» To do
Each entry must be returned exactly. None may be omitted.

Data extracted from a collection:
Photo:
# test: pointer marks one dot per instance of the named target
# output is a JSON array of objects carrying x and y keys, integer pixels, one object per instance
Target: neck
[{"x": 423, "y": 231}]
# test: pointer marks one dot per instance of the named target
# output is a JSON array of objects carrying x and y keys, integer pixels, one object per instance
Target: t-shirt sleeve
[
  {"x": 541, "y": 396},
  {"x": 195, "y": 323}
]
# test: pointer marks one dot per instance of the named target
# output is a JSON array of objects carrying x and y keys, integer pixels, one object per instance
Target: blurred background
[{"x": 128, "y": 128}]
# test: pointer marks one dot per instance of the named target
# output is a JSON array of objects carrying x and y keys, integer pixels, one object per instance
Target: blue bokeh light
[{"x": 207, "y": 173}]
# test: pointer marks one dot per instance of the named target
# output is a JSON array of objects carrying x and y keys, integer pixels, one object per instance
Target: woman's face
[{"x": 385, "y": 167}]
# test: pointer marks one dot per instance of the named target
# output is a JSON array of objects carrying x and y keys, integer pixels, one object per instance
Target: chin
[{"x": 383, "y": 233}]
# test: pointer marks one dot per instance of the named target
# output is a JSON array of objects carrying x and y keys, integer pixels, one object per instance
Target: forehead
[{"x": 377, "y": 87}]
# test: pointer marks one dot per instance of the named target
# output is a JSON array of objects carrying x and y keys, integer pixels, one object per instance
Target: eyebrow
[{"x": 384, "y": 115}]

» Exercise solution
Photo:
# test: pointer marks one dot per instance of the named target
# output is a JSON array of objects carrying x and y keys, integer pixels, one object per instance
Target: neck
[{"x": 423, "y": 231}]
# test: pointer marks one dot per instance of the named target
# output is a JSON array of objects carrying x and y keys, integer pixels, one object per instance
Target: t-shirt sleeve
[
  {"x": 541, "y": 396},
  {"x": 195, "y": 323}
]
# test: pointer marks one dot per instance of the named target
# output is a JSON array of objects carrying x and y keys, integer pixels, one object per instance
Target: blurred background
[{"x": 128, "y": 128}]
# test: pointer marks one dot per instance of the named target
# output is a JSON array of objects carrying x and y keys, integer pixels, one object per instance
Target: blue bokeh light
[{"x": 207, "y": 173}]
# test: pointer marks one dot per instance of the named target
# output is a JSON array of objects carrying x and y keys, integer pixels, one object per instance
Target: woman's face
[{"x": 385, "y": 167}]
# test: pointer marks one dot per instance of the named target
# output is a JSON array of objects carrying x and y keys, integer pixels, one object per instance
Target: chin
[{"x": 383, "y": 233}]
# test: pointer marks one dot per instance of the named target
# output is a JSON array of objects carrying x and y keys, integer pixels, one object per instance
Target: forehead
[{"x": 377, "y": 87}]
# test: pointer marks one dot per instance of the named target
# output is a JSON array of objects carrying x and y keys, integer pixels, one object per instance
Target: eyebrow
[{"x": 384, "y": 115}]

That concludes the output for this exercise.